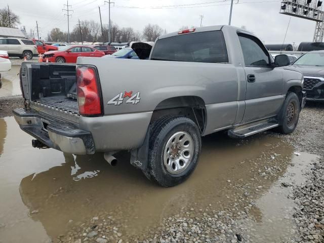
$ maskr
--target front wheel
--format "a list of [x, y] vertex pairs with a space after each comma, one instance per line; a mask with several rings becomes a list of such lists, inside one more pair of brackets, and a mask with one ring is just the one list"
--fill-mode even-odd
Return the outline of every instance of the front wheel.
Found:
[[165, 187], [177, 185], [193, 172], [200, 153], [199, 128], [183, 116], [163, 117], [152, 126], [144, 174]]
[[300, 106], [297, 95], [295, 93], [289, 93], [278, 116], [279, 131], [284, 134], [294, 132], [298, 123], [300, 112]]
[[55, 59], [55, 62], [58, 62], [60, 63], [63, 63], [65, 62], [65, 59], [62, 57], [57, 57]]
[[25, 51], [22, 54], [23, 58], [25, 57], [27, 60], [32, 59], [32, 52], [30, 51]]

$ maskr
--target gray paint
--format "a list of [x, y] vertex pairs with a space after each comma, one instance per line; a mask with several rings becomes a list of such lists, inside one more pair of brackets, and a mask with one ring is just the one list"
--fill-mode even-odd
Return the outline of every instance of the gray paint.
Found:
[[[217, 26], [198, 28], [195, 32], [220, 29], [228, 63], [78, 58], [77, 65], [97, 68], [101, 86], [104, 115], [79, 119], [80, 128], [91, 133], [96, 151], [140, 146], [153, 111], [173, 97], [193, 96], [204, 101], [207, 111], [204, 136], [276, 115], [289, 88], [302, 87], [302, 74], [288, 67], [245, 67], [237, 32], [253, 34], [244, 30]], [[157, 39], [177, 35], [171, 33]], [[255, 83], [247, 82], [250, 73], [255, 74]], [[140, 92], [139, 103], [126, 103], [126, 99], [119, 105], [107, 104], [125, 91]]]

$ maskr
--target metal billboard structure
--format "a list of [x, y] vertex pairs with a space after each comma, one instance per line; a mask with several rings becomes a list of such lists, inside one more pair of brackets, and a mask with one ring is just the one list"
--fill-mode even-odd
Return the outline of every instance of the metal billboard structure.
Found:
[[316, 22], [313, 42], [322, 42], [324, 36], [324, 12], [321, 0], [283, 0], [279, 13]]

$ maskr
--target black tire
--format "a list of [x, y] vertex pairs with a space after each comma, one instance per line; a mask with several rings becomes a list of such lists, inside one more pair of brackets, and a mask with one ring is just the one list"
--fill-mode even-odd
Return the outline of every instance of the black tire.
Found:
[[[289, 112], [293, 109], [293, 116]], [[288, 134], [294, 132], [299, 119], [300, 105], [299, 100], [295, 93], [289, 93], [287, 95], [285, 102], [278, 115], [279, 126], [277, 130], [284, 134]]]
[[[60, 60], [61, 60], [62, 61], [59, 61]], [[55, 59], [55, 62], [58, 62], [58, 63], [64, 63], [65, 62], [65, 59], [64, 59], [64, 57], [57, 57]]]
[[[144, 175], [150, 180], [166, 187], [182, 183], [193, 172], [199, 160], [201, 146], [199, 128], [188, 118], [173, 115], [156, 120], [151, 128], [148, 161], [147, 168], [143, 171]], [[165, 165], [164, 153], [170, 138], [178, 132], [184, 132], [191, 138], [192, 152], [184, 170], [178, 174], [171, 174]]]
[[27, 60], [31, 60], [32, 59], [33, 54], [30, 51], [24, 51], [24, 52], [22, 53], [22, 58], [24, 58], [26, 57]]

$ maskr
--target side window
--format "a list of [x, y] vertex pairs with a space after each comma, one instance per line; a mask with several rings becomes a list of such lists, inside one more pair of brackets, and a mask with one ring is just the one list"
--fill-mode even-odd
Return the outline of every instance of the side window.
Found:
[[8, 45], [20, 45], [20, 43], [16, 39], [7, 39]]
[[246, 66], [266, 66], [269, 56], [261, 42], [254, 36], [238, 34]]
[[43, 43], [39, 40], [35, 40], [36, 46], [43, 46]]
[[89, 47], [83, 47], [82, 48], [82, 52], [94, 52], [95, 50], [92, 48], [90, 48]]
[[130, 56], [131, 56], [132, 57], [137, 57], [137, 55], [136, 55], [136, 53], [134, 51], [133, 51], [131, 53], [130, 53]]
[[74, 47], [70, 49], [70, 52], [82, 52], [81, 47]]

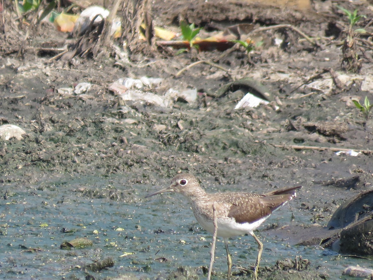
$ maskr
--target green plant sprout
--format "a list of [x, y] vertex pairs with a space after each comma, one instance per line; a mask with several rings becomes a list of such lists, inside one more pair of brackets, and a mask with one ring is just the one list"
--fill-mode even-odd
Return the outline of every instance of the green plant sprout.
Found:
[[[202, 27], [196, 28], [195, 28], [194, 24], [188, 24], [184, 21], [180, 21], [180, 29], [181, 29], [181, 35], [183, 38], [189, 42], [189, 49], [194, 47], [198, 49], [198, 46], [193, 44], [193, 41], [195, 37], [200, 33]], [[182, 53], [187, 51], [185, 49], [179, 50], [176, 53], [176, 55]]]
[[365, 97], [365, 99], [364, 100], [364, 106], [360, 104], [359, 100], [357, 99], [353, 98], [351, 100], [354, 102], [354, 104], [355, 104], [355, 106], [356, 106], [356, 108], [363, 112], [363, 114], [365, 117], [366, 119], [368, 119], [368, 118], [369, 118], [369, 112], [370, 111], [370, 109], [372, 108], [372, 107], [373, 107], [373, 104], [370, 104], [369, 99], [368, 99], [368, 97], [366, 96]]
[[354, 28], [359, 20], [363, 18], [366, 18], [366, 16], [358, 15], [357, 9], [351, 12], [338, 5], [337, 7], [346, 14], [349, 22], [348, 29], [344, 31], [347, 35], [342, 47], [341, 65], [348, 71], [352, 71], [357, 73], [361, 68], [362, 63], [357, 52], [358, 48], [356, 46], [356, 38], [360, 34], [366, 33], [366, 31], [364, 28], [354, 29]]
[[21, 13], [24, 13], [29, 11], [37, 9], [40, 6], [41, 0], [25, 0], [22, 4], [19, 3], [18, 1], [15, 1], [16, 7], [19, 9]]
[[[346, 14], [346, 15], [347, 16], [347, 18], [348, 19], [348, 21], [350, 22], [350, 28], [351, 29], [352, 29], [353, 28], [355, 25], [360, 19], [363, 18], [367, 18], [366, 16], [363, 15], [358, 16], [357, 15], [357, 9], [354, 11], [353, 12], [351, 12], [348, 10], [346, 10], [345, 9], [342, 8], [338, 5], [337, 5], [337, 7], [343, 12]], [[366, 31], [364, 28], [358, 28], [355, 29], [354, 31], [357, 33], [366, 33]]]
[[[19, 16], [21, 17], [22, 15], [24, 15], [32, 11], [38, 10], [41, 4], [41, 1], [42, 0], [24, 0], [22, 3], [21, 4], [19, 3], [16, 0], [15, 0], [14, 4], [16, 10]], [[57, 3], [56, 0], [50, 1], [47, 7], [38, 17], [37, 23], [40, 22], [43, 18], [46, 16], [53, 10], [57, 4]]]
[[263, 44], [263, 41], [262, 41], [258, 42], [255, 45], [253, 43], [252, 41], [248, 42], [246, 41], [242, 41], [241, 40], [231, 40], [231, 41], [233, 42], [234, 43], [238, 43], [241, 46], [243, 46], [245, 48], [245, 50], [246, 50], [246, 53], [247, 54], [248, 54], [251, 52], [255, 49], [255, 48], [260, 47]]

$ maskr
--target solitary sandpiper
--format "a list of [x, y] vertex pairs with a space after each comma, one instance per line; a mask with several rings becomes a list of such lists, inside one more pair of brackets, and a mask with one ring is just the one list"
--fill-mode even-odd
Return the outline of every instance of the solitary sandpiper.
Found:
[[214, 228], [213, 206], [217, 222], [217, 235], [223, 237], [225, 243], [228, 278], [231, 274], [232, 260], [228, 249], [228, 239], [248, 233], [258, 245], [258, 257], [253, 277], [257, 280], [263, 244], [253, 231], [272, 212], [295, 197], [295, 191], [301, 187], [282, 189], [263, 195], [232, 192], [207, 193], [201, 187], [194, 176], [180, 174], [172, 179], [169, 187], [148, 195], [145, 198], [166, 192], [182, 194], [191, 204], [195, 218], [205, 230], [211, 233]]

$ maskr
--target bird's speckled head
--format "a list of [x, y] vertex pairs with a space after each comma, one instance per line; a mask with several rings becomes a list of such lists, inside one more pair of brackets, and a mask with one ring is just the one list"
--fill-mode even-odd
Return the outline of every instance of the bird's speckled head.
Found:
[[175, 176], [172, 179], [171, 184], [168, 187], [162, 189], [148, 195], [145, 198], [166, 192], [180, 193], [187, 197], [206, 194], [205, 191], [200, 186], [200, 183], [195, 177], [190, 174], [179, 174]]

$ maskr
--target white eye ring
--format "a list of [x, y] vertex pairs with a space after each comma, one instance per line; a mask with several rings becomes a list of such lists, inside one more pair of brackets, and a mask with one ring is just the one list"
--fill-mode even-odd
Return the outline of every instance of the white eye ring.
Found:
[[182, 179], [179, 181], [179, 184], [180, 186], [185, 186], [188, 184], [188, 180], [186, 179]]

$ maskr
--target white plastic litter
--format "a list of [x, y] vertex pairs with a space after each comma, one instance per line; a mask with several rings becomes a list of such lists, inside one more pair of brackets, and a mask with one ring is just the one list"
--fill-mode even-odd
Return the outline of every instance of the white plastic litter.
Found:
[[361, 155], [361, 153], [360, 152], [355, 152], [353, 150], [349, 150], [348, 151], [339, 151], [335, 152], [335, 154], [337, 156], [342, 153], [348, 155], [352, 156], [356, 156], [359, 155]]
[[269, 103], [266, 100], [260, 98], [249, 92], [247, 93], [237, 103], [234, 108], [241, 109], [248, 106], [254, 108], [257, 107], [259, 104], [267, 104]]

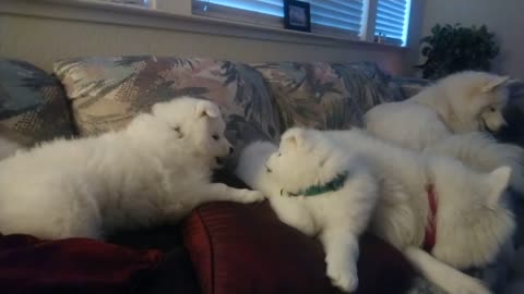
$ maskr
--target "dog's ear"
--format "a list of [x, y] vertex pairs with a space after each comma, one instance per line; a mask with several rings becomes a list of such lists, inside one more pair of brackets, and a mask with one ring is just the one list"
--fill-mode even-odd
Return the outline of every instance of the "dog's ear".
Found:
[[500, 167], [492, 171], [488, 175], [488, 183], [490, 187], [488, 205], [496, 206], [500, 197], [504, 194], [504, 191], [508, 188], [511, 177], [511, 168], [510, 167]]
[[505, 86], [509, 79], [509, 76], [493, 76], [493, 78], [491, 78], [486, 85], [484, 85], [483, 93], [489, 93], [498, 87]]
[[295, 147], [302, 146], [306, 142], [306, 131], [299, 127], [289, 128], [282, 136], [282, 140], [293, 144]]
[[196, 103], [196, 115], [199, 118], [209, 117], [216, 119], [221, 117], [221, 110], [218, 107], [210, 101], [202, 100]]

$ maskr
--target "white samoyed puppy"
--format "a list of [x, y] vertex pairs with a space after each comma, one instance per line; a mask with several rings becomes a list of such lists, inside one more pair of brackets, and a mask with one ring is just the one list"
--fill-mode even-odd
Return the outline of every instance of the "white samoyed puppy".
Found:
[[260, 192], [211, 183], [233, 151], [224, 131], [216, 105], [183, 97], [118, 132], [19, 151], [0, 161], [0, 232], [102, 238], [177, 222], [207, 201], [262, 200]]
[[523, 149], [479, 134], [505, 125], [508, 79], [473, 71], [449, 75], [407, 100], [376, 106], [365, 115], [366, 130], [407, 148], [454, 157], [479, 171], [510, 166], [511, 186], [524, 192]]
[[509, 242], [515, 226], [504, 197], [511, 168], [480, 173], [458, 160], [424, 156], [360, 130], [322, 133], [348, 152], [366, 156], [377, 176], [388, 179], [370, 224], [374, 234], [448, 293], [490, 293], [456, 269], [491, 262]]
[[343, 291], [357, 289], [358, 237], [378, 198], [362, 158], [315, 133], [286, 131], [279, 148], [247, 146], [236, 174], [264, 193], [278, 218], [323, 244], [326, 274]]

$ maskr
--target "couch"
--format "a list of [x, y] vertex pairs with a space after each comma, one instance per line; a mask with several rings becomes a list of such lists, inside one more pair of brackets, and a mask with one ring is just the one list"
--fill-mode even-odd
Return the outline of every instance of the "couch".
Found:
[[[190, 95], [221, 106], [237, 151], [276, 142], [293, 125], [362, 126], [377, 103], [428, 82], [393, 77], [373, 63], [246, 64], [205, 58], [92, 57], [53, 73], [0, 60], [0, 134], [24, 146], [124, 127], [141, 111]], [[235, 156], [215, 181], [233, 175]], [[52, 169], [52, 167], [49, 167]], [[23, 179], [21, 179], [23, 181]], [[45, 197], [45, 195], [43, 195]], [[381, 240], [365, 235], [358, 293], [440, 293]], [[321, 245], [279, 222], [266, 203], [212, 203], [178, 226], [117, 232], [105, 242], [1, 235], [2, 293], [337, 293]], [[7, 292], [5, 292], [7, 291]]]

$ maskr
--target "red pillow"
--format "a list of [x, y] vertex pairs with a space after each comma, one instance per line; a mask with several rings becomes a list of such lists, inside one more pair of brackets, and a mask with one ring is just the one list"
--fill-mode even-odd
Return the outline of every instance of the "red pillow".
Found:
[[0, 233], [0, 292], [122, 293], [160, 258], [158, 250], [90, 238], [41, 241]]
[[[203, 294], [336, 293], [315, 240], [282, 223], [267, 203], [213, 203], [182, 225]], [[357, 293], [404, 293], [414, 272], [377, 237], [362, 237]]]

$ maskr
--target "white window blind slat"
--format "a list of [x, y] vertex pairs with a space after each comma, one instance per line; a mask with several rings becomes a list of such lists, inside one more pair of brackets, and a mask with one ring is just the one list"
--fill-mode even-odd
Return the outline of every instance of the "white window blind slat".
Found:
[[[311, 10], [311, 27], [315, 32], [319, 26], [322, 33], [329, 32], [333, 27], [334, 34], [344, 30], [348, 35], [358, 35], [364, 20], [364, 0], [303, 0], [309, 2]], [[283, 0], [193, 0], [193, 13], [206, 16], [226, 17], [240, 21], [249, 21], [249, 16], [236, 15], [230, 12], [230, 17], [224, 13], [224, 8], [241, 10], [258, 14], [266, 14], [276, 17], [284, 17]], [[196, 3], [196, 5], [195, 5]], [[196, 8], [196, 9], [195, 9]], [[219, 13], [213, 13], [213, 10], [219, 10]], [[254, 23], [260, 21], [253, 20]], [[269, 25], [282, 25], [282, 20], [272, 20]], [[317, 26], [319, 25], [319, 26]]]
[[410, 0], [378, 0], [374, 35], [385, 35], [386, 42], [405, 45]]
[[283, 16], [283, 4], [278, 0], [196, 0], [203, 4], [217, 4], [239, 10]]

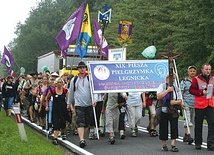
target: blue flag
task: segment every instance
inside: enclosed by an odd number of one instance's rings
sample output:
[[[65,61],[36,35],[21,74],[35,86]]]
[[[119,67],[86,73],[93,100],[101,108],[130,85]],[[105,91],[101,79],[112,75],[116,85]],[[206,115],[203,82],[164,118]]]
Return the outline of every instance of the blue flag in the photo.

JOB: Locate the line with "target: blue flag" in the entries above; extract it and every line after it, verbatim.

PROBLEM SOLUTION:
target: blue flag
task: segment every instance
inside: enclosed by an odd number of one instance's rings
sample output:
[[[65,61],[36,35],[21,74],[35,86]]]
[[[119,67],[86,73],[93,100],[101,108],[130,85]],[[105,91],[101,79],[112,75],[116,85]],[[206,115],[203,82],[164,118]]]
Return the outline of every instance of the blue flag in the photo.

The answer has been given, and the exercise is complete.